** BEGIN READING TEXT **

Wednesday, June 18, 2014

Custom camp knife

With all these tiny electronics projects going on, I had to take a break to do something with steel, power tools, and brute force. For many years I’ve used a Benchmade Nimravus as my wilderness knife, but a few things frustrated me about it: handle too large for my hands, uncomfortable thumb ramp, tip too steep, and semi serrated. I decided to make one from scratch to be exactly the way I wanted.

I started with sketches. The design borrows a lot from various knife designs that I like (including the Nimravus). I drew it 1:1 scale so I could hold my hand to the paper to design the handle to fit me. I went through a lot of iterations until it looked right. The final design has a 4” handle and a 4” blade, very wide flat grind, a fairly blunt tip, and slight concavity in the lower half of the blade. I was able to be pretty aggressive with finger notches in the handle since I knew it would fit my hand and didn’t need to be generic.

I wanted some parts to be recycled/repurposed materials, but I couldn’t find anything with dimensions that would work for my blade, so I bought 154CM steel. It will make a better knife in the end than a saw blade or file anyway. I wanted it to be indestructible since I will use it for heavy duty work like splitting logs, so I bought 0.125” thickness. I decided the handle scales at least should be recycled, and I found an old Pelican case to cut material from. I also used the stainless steel pivot pins as my handle pins.

** END READING TEXT **

◆ SET TASK 1: Reproduce the stretch of the camp knife post from "With all these" through "way I wanted." word for word.
◆ SET TASK 2: Write what comes next in the post about building the camp knife, starting after its final sentence.
The material below comes from a separate source.

** BEGIN INFORMATION GIVEN **

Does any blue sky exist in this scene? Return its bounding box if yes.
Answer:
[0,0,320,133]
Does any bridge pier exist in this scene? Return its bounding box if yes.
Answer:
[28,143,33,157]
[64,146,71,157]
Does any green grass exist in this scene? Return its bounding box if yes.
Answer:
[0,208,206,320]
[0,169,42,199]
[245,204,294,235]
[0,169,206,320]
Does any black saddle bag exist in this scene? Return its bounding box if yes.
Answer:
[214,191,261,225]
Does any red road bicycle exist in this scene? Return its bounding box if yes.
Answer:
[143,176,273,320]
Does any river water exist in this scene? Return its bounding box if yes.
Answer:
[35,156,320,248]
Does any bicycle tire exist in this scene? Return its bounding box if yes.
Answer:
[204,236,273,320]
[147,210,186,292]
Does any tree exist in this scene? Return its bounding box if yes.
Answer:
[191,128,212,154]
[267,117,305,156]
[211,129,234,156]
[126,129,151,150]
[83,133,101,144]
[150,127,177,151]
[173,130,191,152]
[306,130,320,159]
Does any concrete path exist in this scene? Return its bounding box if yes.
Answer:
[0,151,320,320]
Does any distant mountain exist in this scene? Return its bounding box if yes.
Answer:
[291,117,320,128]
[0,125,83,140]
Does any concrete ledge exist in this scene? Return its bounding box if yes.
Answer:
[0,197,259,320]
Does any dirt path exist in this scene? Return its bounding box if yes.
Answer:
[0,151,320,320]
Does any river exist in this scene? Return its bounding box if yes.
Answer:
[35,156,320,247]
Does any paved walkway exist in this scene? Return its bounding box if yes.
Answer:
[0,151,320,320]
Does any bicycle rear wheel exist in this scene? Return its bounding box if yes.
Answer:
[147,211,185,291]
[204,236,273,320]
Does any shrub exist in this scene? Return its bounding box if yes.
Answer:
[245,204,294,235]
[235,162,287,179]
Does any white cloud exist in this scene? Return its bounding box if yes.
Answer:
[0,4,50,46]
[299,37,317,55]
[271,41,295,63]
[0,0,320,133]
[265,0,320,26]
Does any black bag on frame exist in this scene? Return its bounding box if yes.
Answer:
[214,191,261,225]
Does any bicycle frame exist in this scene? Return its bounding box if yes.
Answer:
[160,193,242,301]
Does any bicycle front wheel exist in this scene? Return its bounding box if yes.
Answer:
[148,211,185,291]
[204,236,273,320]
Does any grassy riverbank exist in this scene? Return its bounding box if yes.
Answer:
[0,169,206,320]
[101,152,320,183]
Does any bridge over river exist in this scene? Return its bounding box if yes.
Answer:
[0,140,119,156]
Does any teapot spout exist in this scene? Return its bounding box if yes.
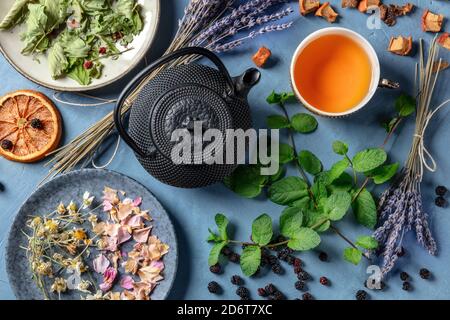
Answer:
[233,68,261,98]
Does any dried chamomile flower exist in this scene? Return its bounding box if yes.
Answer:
[76,280,92,293]
[83,191,95,208]
[50,278,67,293]
[56,202,67,215]
[35,261,53,277]
[44,219,59,234]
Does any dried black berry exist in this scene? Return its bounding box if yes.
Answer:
[265,283,278,294]
[319,277,330,286]
[400,272,409,281]
[302,292,314,301]
[297,271,310,281]
[231,275,244,286]
[222,247,233,257]
[419,268,431,280]
[295,280,306,291]
[402,281,411,291]
[2,139,13,150]
[31,118,42,129]
[228,252,241,263]
[209,263,222,274]
[258,288,269,297]
[236,287,250,298]
[272,263,283,274]
[355,290,367,301]
[436,186,447,197]
[319,251,328,262]
[208,281,220,293]
[434,197,447,208]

** END INFORMATION GIVEN **

◆ REPLY 1:
With all these tiny electronics projects going on, I had to take a break to do something with steel, power tools, and brute force. For many years I’ve used a Benchmade Nimravus as my wilderness knife, but a few things frustrated me about it: handle too large for my hands, uncomfortable thumb ramp, tip too steep, and semi serrated. I decided to make one from scratch to be exactly the way I wanted.

◆ REPLY 2:
When my steel arrived, I had to cut it to length since I bought it long enough for two. After wearing out two hacksaw blades trying to cut it and resorting to scoring and snapping, I figured the steel must have arrived already hardened. I was too excited to take the time to make a forge from concrete, so I just set up the outlet of my shop vac to blow into the bottom of my charcoal grill to do heat treat. It worked well enough to get the steel to critical temperature, then I let it air cool to soften.

I traced my design onto the blank and started roughing out the outline. I was very glad to have my angle grinder with a cutoff wheel for this, as it was still tough to cut with the hacksaw after softening. I either didn’t soften it enough, or 1/8th is just really thick, or both. After roughing, I spent a lot of time at the bench grinder setting the outline. After it matched my sketch, I spent a lot of time at this stage refining the handle profile since I could actually hold it. I also made slight tweaks to the blade edge shape.

I built a filing jig using a design I saw in a few places online. It holds a flat file at an exact angle through the whole process so you can make a precise grind. I didn’t bother to take measurements for the angle, I just played with it until it looked right. After the first filing session, I could tell it was going to take way too long to remove all the material by hand. To speed it up I went back to the bench grinder and very carefully did a rough grind to get a big portion of the material off quickly.

Even after that, the filing took forever. After the first couple hours I was getting worn out and had to stop. Later that night I went out and did a 20-minute filing session about once an hour for 3 or 4 cycles, and then the next day I finished the filing in one 2-hour session. Everything I read online says it should have taken less time, so I probably didn’t do the first heat treatment correctly. Towards the end I scribed some center lines along the edge so I could make corrections when I started grinding unevenly. Once the leading edge was down to 0.025” I decided the grind was done.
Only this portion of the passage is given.